==== Избранный отрывок

Это последние слова шута в пьесе. В других сценах он не участвует; более того, никто о нем не вспоминает. Можно предположить, что он выполнил свое сценическое назначение, подыгрывая глупостям Лира и подчеркивая его безумие во время бури, после чего надобность в нем у драматурга пропала.
Возможно и другое предположение: шут, измученный холодом, дождем и страхом, знает, что он скоро умрет, несмотря на молодость («а я лягу в постель в полдень»). И все же не хочется верить, что Шекспир не посчитал нужным (или просто забыл) вложить в уста Лира хотя бы одну строчку с эпитафией несчастному шуту.
Возвращается Глостер, еще более взволнованный, чем прежде. Он слышал разговор о намерении убить Лира (видимо, для того, чтобы его не могли использовать как фигуру, объединяющую всех, кто противостоит новому режиму герцогов). Глостер доставляет носилки и обеспечивает эскорт, который в целости и сохранности доставит короля в Дувр.
Герцог Корнуэлльский также получает известие о вторжении французов. Он говорит Гонерилье:
Поезжайте скорее к вашему мужу. Покажите ему это письмо. Французские войска высадились.
Если между герцогами Альбанским и Корнуэлльским и существовало соперничество, это не мешает последнему рассчитывать, что против общего врага они выступят единым фронтом. Видимо, Гонерилья поддерживает герцога и герцогиню Корнуэлльских; резонно ожидать, что она сможет оказать влияние на своего покладистого мужа.

========
==== Записи

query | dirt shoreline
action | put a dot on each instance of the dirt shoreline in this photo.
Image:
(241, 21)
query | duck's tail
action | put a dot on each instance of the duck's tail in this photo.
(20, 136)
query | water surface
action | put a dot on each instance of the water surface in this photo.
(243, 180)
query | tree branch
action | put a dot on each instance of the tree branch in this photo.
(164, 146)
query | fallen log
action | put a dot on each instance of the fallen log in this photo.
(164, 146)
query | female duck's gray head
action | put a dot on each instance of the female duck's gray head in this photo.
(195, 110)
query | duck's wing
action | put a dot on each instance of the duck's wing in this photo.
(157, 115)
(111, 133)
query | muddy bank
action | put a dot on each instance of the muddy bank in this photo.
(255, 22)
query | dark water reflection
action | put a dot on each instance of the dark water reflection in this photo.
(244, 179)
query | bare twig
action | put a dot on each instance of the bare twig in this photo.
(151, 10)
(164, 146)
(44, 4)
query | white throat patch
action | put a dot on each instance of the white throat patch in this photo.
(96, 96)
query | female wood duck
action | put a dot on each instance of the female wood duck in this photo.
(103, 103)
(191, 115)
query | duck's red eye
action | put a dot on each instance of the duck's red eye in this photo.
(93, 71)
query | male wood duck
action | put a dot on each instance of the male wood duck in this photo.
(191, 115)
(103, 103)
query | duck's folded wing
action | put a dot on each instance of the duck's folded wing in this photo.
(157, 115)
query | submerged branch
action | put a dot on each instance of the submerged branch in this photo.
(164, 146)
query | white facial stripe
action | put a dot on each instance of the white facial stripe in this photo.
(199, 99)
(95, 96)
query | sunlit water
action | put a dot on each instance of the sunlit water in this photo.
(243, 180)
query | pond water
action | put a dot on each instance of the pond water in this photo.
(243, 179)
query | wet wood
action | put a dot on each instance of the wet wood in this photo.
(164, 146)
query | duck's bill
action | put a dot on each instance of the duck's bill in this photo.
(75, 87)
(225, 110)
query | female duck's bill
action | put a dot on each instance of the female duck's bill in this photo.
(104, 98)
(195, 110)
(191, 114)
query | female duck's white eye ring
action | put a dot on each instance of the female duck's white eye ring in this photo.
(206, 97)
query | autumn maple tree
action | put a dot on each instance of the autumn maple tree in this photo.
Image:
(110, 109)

========

-- Задание 1 --
Повторите дословно весь отрывок о шуте и Лире.
-- Задание 2 --
Отредактируйте записи от строки с «query | autumn maple tree» до конца записей, включая обе границы: замените «maple» на «oak», а остальное оставьте без изменений. Выведите только этот участок.
Записи никак не связаны с отрывком.

-- Результат 1 --
Это последние слова шута в пьесе. В других сценах он не участвует; более того, никто о нем не вспоминает. Можно предположить, что он выполнил свое сценическое назначение, подыгрывая глупостям Лира и подчеркивая его безумие во время бури, после чего надобность в нем у драматурга пропала.
Возможно и другое предположение: шут, измученный холодом, дождем и страхом, знает, что он скоро умрет, несмотря на молодость («а я лягу в постель в полдень»). И все же не хочется верить, что Шекспир не посчитал нужным (или просто забыл) вложить в уста Лира хотя бы одну строчку с эпитафией несчастному шуту.
Возвращается Глостер, еще более взволнованный, чем прежде. Он слышал разговор о намерении убить Лира (видимо, для того, чтобы его не могли использовать как фигуру, объединяющую всех, кто противостоит новому режиму герцогов). Глостер доставляет носилки и обеспечивает эскорт, который в целости и сохранности доставит короля в Дувр.
Герцог Корнуэлльский также получает известие о вторжении французов. Он говорит Гонерилье:
Поезжайте скорее к вашему мужу. Покажите ему это письмо. Французские войска высадились.
Если между герцогами Альбанским и Корнуэлльским и существовало соперничество, это не мешает последнему рассчитывать, что против общего врага они выступят единым фронтом. Видимо, Гонерилья поддерживает герцога и герцогиню Корнуэлльских; резонно ожидать, что она сможет оказать влияние на своего покладистого мужа.

-- Результат 2 --
query | autumn oak tree
action | put a dot on each instance of the autumn oak tree in this photo.
Image:
(110, 109)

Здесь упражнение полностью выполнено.